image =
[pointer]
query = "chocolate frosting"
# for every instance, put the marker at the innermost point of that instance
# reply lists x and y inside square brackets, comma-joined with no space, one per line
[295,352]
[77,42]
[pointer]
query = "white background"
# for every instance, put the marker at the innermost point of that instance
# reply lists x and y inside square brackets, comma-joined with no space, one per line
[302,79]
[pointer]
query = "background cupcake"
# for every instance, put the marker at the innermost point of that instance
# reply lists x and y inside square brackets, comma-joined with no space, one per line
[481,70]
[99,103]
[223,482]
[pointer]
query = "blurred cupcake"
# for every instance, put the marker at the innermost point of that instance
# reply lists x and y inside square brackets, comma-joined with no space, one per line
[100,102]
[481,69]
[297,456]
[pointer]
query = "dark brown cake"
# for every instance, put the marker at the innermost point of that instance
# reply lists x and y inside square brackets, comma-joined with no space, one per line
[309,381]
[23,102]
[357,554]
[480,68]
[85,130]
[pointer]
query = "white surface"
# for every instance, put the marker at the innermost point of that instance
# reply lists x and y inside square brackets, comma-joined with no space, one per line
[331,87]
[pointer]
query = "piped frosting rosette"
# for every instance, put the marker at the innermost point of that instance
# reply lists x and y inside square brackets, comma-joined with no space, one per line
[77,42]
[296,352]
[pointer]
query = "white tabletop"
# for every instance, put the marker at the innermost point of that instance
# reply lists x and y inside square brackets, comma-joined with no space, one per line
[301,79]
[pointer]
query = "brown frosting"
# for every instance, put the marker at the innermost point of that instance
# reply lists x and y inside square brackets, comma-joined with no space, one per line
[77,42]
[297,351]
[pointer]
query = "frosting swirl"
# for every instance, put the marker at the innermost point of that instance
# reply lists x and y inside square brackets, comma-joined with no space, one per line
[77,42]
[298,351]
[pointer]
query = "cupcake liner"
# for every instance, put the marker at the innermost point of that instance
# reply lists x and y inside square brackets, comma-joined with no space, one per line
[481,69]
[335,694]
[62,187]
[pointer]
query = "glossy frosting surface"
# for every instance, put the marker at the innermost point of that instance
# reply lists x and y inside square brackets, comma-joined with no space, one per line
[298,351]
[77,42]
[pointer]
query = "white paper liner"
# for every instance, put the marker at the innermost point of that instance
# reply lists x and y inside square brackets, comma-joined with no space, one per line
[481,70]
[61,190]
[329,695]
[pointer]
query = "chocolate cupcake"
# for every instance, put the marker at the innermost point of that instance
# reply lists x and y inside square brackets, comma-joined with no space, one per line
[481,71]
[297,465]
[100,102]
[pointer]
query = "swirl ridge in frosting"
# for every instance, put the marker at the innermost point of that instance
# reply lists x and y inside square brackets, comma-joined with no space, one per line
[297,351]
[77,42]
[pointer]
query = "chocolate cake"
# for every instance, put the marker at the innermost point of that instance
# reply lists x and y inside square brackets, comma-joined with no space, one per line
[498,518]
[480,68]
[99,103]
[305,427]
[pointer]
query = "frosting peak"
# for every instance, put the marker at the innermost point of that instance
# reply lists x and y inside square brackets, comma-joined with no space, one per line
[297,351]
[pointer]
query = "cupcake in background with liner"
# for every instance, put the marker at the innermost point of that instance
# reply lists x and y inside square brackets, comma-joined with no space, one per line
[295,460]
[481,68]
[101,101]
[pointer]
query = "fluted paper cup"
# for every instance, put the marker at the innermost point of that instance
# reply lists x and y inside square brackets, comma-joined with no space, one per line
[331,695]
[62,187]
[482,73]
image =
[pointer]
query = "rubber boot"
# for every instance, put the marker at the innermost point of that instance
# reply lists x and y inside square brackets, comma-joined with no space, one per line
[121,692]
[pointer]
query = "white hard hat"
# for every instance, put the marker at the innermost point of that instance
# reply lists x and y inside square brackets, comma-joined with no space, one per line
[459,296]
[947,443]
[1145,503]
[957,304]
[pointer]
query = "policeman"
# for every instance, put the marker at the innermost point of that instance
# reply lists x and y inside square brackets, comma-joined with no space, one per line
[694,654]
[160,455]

= = = = = = =

## OBJECTIVE
Each line of the listing above should be output exactly.

## THE SOLUTION
image =
[pointer]
query = "chocolate frosting"
# for every instance, put the marker at the innermost point of that instance
# reply lists x and y inside square brackets, comma-joined with no space, one per line
[295,352]
[77,42]
[pointer]
query = "white background"
# for every instance, put the marker at the innermost point of that instance
# reply lists x and y inside square brackets, comma-joined with no space, one per line
[302,79]
[pointer]
query = "background cupcake"
# for every instance, put the marker at the innermost point of that instance
# reply lists x and y inside square brackets, comma-joined with no space, one per line
[481,70]
[99,103]
[223,482]
[pointer]
query = "blurred cupcake"
# for every instance, put the marker at the innermost point of that instance
# reply lists x and y inside square brackets, comma-joined with no space, one per line
[100,102]
[481,69]
[297,456]
[pointer]
query = "dark brown cake"
# for every instance, put the marker at the innermost point of that instance
# reply lists x and y inside square brackets, comma-joined with no space, one per line
[309,381]
[23,102]
[357,554]
[480,68]
[85,130]
[pointer]
query = "white surface"
# for every instance, put the marker at the innermost point of that instance
# reply lists x and y inside square brackets, comma-joined with no space, one per line
[331,87]
[pointer]
query = "piped frosting rosette"
# for every instance, put the marker at the innermost point of that instance
# reply lists x and y inside square brackets, comma-joined with no space, one per line
[77,42]
[296,352]
[pointer]
query = "white tabletop"
# for every instance, put the marker at the innermost point of that instance
# reply lists x and y inside square brackets, comma-joined with no space, one per line
[301,79]
[pointer]
query = "brown frosting"
# for every instance, put the marker at the innermost point of that instance
# reply lists x and y inside square brackets, comma-joined with no space, one per line
[77,42]
[297,351]
[pointer]
query = "frosting swirl"
# for every instance, put the marker at the innermost point of that instance
# reply lists x and y inside square brackets, comma-joined with no space, one per line
[77,42]
[298,351]
[pointer]
query = "cupcake liner"
# for every instance, put the marker at the innermost point of that instance
# reply lists x and y inside square brackets, comma-joined with no space, one per line
[481,69]
[335,694]
[62,187]
[pointer]
query = "glossy frosting surface"
# for every instance, put the marker at the innermost point of that instance
# reply lists x and y inside square brackets, comma-joined with no space, one per line
[298,351]
[77,42]
[pointer]
query = "white paper liner"
# for every instance, put the marker at the innermost point of that instance
# reply lists x and y inside square brackets, comma-joined with no space, one per line
[481,70]
[61,190]
[329,695]
[pointer]
query = "chocolate cupcake"
# for every instance, put the marker at the innermost point of that instance
# reply lists x and y inside square brackets, comma-joined with no space, one per line
[481,71]
[297,465]
[100,102]
[pointer]
query = "swirl ridge in frosting"
# for every instance, put the marker at the innermost point of that instance
# reply lists x and y inside square brackets, comma-joined with no space, one per line
[297,351]
[77,42]
[pointer]
query = "chocolate cake"
# for every instance, put the marker at the innermost point of that instance
# reply lists x and y inside square brackets, comma-joined with no space, one per line
[498,518]
[480,68]
[99,103]
[305,427]
[pointer]
query = "frosting peak"
# for every instance, put the marker at the innermost point of that instance
# reply lists x and y inside square brackets, comma-joined with no space, one per line
[297,351]
[pointer]
query = "cupcake in background with liner"
# for every instance, put the marker at the innermost point of that instance
# reply lists x and y inside square brackets, comma-joined with no space, one per line
[295,460]
[481,68]
[101,101]
[pointer]
query = "fluted paper cup"
# for every instance, put the marker at the innermost point of that instance
# reply lists x and y inside square brackets, comma-joined with no space, one per line
[331,695]
[62,187]
[482,73]
image =
[pointer]
query = "rubber boot"
# for every instance, put the marker at the innermost point of that instance
# reply lists x and y inside square brackets, comma-joined with no space, one per line
[121,692]
[pointer]
query = "white hard hat"
# for every instance, put the marker at the innermost point of that instance
# reply lists x and y inside square brackets, comma-joined with no space, one per line
[459,296]
[947,443]
[1145,503]
[957,304]
[pointer]
query = "policeman"
# for every instance, put the marker at the innermost point of that instance
# reply lists x and y inside square brackets, comma-joined with no space, one per line
[694,654]
[160,455]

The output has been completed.